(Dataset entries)
▼
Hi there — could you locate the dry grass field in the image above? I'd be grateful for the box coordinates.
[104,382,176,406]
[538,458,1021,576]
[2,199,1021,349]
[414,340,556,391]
▲
What you will do:
In full and word for word, set down the records shown above.

Response to the task:
Hi there — could you locate the dry grass field in the image above? I'd be grateful for the box coordinates.
[104,382,176,406]
[538,458,1021,576]
[2,199,1021,349]
[414,340,556,391]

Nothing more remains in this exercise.